*** EXCERPT
44. Additional information about services supplied under sections 6, 6.1, and 6.2 of Part V of Schedule VI is available in GST/HST Memorandum 4.5.3, Exports - Services and Intellectual Property.

Duty free shops

Sales by duty free shops
Sch. VI, Part V, s 11

45. A supply of tangible personal property at a duty free shop, licensed as such under the Customs Act, made by a person operating the shop to an individual for export by the individual is zero-rated.

46. All tangible personal property, including excisable goods, sold to an individual for export at a duty free shop is zero-rated under this provision. The documentary requirements for duty free shops are outlined in Canada Border Services Agency Customs Memorandum D4-3-5, Duty Free Shop - Inventory Control and Sales Requirements.

Sales to duty free shops
Sch VI, Part V, s 16

47. A supply of tangible personal property made by way of sale to a duty free shop operator, as inventory that will be sold at the shop to individuals for export by the individuals, is zero-rated. The operator must provide the licence number of the shop to the supplier.

Tangible personal property supplied in conjunction with services under non-resident’s warranty

Supply under non-resident’s warranty
Sch VI, Part V, s 13

48. A supply of tangible personal property made to an unregistered non-resident is zero-rated if:

  1. the property is acquired by the non-resident for the purpose of fulfilling the non-resident's obligation under a warranty; or
  2. the supply of the property is deemed under the drop shipment rules in section 179 to have been made as a consequence of a transfer of possession to another person of the property in the performance of an obligation of the non-resident under a warranty.
******
*** MATERIAL PROVIDED
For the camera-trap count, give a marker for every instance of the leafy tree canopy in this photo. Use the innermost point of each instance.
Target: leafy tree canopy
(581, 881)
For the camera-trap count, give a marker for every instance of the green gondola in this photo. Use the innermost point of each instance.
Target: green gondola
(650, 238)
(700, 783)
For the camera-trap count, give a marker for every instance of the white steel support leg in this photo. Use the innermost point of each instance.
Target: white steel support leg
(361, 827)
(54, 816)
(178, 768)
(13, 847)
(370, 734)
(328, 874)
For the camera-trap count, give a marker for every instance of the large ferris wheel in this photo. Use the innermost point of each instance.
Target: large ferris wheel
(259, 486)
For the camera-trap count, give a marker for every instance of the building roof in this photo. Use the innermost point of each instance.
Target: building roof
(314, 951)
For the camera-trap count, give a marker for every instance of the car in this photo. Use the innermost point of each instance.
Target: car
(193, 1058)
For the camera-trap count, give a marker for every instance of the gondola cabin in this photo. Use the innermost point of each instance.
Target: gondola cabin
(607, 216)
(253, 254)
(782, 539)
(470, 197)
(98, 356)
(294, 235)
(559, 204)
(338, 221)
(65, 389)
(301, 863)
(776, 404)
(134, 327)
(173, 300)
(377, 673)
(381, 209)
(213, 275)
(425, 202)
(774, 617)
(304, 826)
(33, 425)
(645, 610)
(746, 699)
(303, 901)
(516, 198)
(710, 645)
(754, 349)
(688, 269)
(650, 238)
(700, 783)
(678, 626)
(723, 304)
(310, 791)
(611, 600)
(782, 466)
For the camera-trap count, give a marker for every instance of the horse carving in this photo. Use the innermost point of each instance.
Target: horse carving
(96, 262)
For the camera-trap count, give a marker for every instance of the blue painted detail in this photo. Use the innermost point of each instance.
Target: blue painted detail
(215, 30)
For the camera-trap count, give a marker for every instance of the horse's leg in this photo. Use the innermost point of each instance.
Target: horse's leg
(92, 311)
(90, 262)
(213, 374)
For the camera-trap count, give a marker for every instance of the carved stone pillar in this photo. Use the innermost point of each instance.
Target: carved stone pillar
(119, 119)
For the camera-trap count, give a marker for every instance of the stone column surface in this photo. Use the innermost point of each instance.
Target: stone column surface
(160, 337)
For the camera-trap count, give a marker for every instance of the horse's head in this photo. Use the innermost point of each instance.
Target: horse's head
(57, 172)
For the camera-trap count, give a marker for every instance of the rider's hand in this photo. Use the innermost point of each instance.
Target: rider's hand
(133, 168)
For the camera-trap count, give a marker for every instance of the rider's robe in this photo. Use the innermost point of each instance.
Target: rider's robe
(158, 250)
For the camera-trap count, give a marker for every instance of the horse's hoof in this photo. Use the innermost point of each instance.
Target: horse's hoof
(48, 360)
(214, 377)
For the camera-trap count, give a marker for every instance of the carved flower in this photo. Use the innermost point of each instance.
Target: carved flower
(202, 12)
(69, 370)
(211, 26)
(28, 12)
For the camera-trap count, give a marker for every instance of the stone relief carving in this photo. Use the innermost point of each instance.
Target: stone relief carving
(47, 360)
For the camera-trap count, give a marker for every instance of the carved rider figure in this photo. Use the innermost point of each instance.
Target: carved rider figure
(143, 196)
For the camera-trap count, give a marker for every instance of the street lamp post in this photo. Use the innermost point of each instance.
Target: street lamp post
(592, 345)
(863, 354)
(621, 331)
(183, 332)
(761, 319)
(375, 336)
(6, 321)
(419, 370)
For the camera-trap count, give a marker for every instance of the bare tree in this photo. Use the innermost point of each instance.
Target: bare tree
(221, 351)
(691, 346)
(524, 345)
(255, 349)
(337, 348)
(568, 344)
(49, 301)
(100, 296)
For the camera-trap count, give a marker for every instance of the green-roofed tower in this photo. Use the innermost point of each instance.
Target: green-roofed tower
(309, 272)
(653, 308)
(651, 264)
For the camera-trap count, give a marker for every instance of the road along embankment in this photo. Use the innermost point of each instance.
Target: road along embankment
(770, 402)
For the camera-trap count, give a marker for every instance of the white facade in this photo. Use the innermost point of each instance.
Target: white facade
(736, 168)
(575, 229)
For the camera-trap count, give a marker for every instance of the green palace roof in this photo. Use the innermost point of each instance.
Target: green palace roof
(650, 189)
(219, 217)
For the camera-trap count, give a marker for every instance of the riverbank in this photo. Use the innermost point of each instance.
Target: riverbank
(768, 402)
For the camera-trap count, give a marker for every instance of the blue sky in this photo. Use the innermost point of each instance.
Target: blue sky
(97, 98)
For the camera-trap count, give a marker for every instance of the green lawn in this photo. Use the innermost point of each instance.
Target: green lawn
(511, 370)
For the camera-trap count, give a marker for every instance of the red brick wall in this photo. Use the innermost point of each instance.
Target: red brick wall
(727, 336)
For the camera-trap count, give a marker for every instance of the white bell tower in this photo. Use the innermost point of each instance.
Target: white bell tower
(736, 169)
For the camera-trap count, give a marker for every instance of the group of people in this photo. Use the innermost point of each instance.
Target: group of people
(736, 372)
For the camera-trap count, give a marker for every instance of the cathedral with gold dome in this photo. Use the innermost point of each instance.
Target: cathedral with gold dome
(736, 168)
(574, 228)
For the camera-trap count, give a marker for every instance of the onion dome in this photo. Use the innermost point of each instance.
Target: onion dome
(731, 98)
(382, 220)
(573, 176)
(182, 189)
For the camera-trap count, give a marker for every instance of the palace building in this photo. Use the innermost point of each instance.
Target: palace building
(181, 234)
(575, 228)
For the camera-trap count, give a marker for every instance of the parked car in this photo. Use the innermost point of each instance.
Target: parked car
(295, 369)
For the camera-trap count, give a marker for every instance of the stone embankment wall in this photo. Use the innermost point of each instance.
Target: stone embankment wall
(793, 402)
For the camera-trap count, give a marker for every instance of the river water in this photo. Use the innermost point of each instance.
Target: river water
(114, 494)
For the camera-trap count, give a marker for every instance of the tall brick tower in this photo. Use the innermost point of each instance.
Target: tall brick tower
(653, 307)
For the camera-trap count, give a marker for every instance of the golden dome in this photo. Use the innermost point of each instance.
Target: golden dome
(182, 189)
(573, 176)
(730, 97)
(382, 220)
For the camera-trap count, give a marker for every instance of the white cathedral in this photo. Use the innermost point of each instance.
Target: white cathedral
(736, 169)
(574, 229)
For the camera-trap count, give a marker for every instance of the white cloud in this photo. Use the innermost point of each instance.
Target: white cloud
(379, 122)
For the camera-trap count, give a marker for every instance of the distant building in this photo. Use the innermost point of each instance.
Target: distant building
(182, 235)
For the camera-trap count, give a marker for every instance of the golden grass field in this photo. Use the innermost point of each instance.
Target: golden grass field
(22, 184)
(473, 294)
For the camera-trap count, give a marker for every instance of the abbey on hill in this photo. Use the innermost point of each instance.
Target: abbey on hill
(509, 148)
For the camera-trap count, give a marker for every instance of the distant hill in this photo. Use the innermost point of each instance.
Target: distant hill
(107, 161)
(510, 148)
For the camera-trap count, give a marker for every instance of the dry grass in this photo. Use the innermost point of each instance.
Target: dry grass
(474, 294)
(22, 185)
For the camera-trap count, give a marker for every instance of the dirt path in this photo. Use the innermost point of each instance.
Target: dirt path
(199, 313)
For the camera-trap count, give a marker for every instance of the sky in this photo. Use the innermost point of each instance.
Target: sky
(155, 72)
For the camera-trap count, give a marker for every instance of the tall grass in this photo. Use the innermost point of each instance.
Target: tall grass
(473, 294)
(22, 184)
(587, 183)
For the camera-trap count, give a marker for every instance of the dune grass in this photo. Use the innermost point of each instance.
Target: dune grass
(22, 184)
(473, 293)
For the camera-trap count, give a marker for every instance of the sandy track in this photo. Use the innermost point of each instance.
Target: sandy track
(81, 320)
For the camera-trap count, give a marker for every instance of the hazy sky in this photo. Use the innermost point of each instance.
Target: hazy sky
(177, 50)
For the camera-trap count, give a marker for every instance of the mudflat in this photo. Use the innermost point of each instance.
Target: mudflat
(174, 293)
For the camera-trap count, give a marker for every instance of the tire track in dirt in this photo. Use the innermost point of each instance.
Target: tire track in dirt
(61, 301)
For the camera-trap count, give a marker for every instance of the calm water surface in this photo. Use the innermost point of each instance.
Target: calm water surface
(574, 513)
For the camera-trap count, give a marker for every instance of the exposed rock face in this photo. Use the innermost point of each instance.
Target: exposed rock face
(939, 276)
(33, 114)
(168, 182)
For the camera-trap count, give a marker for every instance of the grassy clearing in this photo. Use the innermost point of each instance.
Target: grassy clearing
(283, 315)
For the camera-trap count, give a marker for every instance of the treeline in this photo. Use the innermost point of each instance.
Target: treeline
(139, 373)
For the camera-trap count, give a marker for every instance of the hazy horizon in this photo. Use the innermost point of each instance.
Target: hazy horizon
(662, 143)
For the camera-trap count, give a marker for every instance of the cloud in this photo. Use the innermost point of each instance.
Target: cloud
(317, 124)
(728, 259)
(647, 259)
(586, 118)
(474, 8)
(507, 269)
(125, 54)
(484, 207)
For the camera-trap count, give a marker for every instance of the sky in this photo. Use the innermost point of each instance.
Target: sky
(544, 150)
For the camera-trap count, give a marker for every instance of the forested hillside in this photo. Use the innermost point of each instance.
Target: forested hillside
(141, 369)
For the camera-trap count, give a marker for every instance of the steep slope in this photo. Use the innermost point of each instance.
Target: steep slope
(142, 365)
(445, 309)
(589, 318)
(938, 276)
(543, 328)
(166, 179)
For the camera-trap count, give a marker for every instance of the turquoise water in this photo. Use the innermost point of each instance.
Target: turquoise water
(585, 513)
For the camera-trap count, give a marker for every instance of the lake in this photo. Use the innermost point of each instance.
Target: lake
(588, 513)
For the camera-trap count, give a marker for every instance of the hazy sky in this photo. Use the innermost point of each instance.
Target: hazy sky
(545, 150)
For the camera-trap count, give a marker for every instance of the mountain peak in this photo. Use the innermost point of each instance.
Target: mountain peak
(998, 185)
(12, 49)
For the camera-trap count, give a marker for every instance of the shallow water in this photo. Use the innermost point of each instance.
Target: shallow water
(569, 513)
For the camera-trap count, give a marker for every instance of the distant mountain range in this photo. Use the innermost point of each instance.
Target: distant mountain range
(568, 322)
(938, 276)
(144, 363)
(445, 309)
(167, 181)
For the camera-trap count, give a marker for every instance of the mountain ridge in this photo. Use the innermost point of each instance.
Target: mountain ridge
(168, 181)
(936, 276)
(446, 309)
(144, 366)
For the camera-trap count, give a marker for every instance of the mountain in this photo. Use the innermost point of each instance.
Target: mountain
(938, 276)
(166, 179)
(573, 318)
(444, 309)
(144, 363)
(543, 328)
******
#### [REQUIRED TASKS]
[A] Copy the GST/HST excerpt on zero-rated supplies word for word, starting at the words "48. A supply" and ending after "under a warranty.".
[B] Write the next part of the GST/HST excerpt on zero-rated supplies, picking up after its last sentence.
The records are material separate from the GST/HST excerpt.

#### [RESPONSES FOR EACH TASK]
[A]
48. A supply of tangible personal property made to an unregistered non-resident is zero-rated if:

  1. the property is acquired by the non-resident for the purpose of fulfilling the non-resident's obligation under a warranty; or
  2. the supply of the property is deemed under the drop shipment rules in section 179 to have been made as a consequence of a transfer of possession to another person of the property in the performance of an obligation of the non-resident under a warranty.

[B]
49. Section 13 of Part V of Schedule VI also zero-rates a supply of a service to an unregistered non-resident in relation to tangible personal property or real property, if the service is acquired by the non-resident for the purpose of fulfilling an obligation under the non-resident’s warranty. Additional information about services supplied under section 13 of Part V of Schedule VI is available in GST/HST Memorandum 4.5.3, Exports - Services and Intellectual Property.

Example 7

A Canadian supplier provides a replacement part for a refrigerator to an unregistered non-resident who sold the refrigerator to a consumer in Canada. Under the terms of the warranty for the refrigerator, the non-resident must provide the replacement part for the refrigerator to the consumer if it breaks down during the warranty period. The supply of the replacement part to the unregistered non-resident is zero-rated.

50. The warranty must be in writing and may be issued by any non-resident, including a dealer or a manufacturer.

Dies, fixtures, jigs, moulds, tools

Production equipment sold to unregistered non-residents
Sch. VI, Part V, s 14(2)

51. A supply of a die, fixture, jig, mould, or tool, or an interest therein, made to a non-resident who is not registered at the time the supply is made for use directly in the manufacture or production of tangible personal property for the non-resident is zero-rated. The tangible personal property does not have to be exported.

Definitions
Sch VI, Part V, s 14(1)

52. The terms die, fixture, jig, mould, and tool are defined as follows:

  • “die” means a solid or hollow form used for shaping materials by stamping, pressing, extruding, drawing, or threading;
  • “fixture” means a device for holding goods in process while working tools are in operation that does not contain any special arrangement for guiding the working tools;
  • “jig” means a device used in the accurate machining of goods in process by holding the goods firmly and guiding tools exactly to position;
  • “mould” means a hollow form, matrix, or cavity into which materials are placed to produce goods of desired shapes; and
  • “tool” means a device for use in, or attachment to, production machinery that is for the assembly of materials or the working of materials by turning, milling, grinding, polishing, drilling, punching, boring, shaping, shearing, pressing, or planing.

Example 8

A manufacturer in Canada charges its customers for moulds required in manufacturing a specific product. The moulds remain in Canada but the goods produced with the use of the moulds are sold to both Canadian and American customers. The supplies of the moulds to the non-resident customers are zero-rated provided the moulds are for use directly in the manufacture or production of goods for the non-resident.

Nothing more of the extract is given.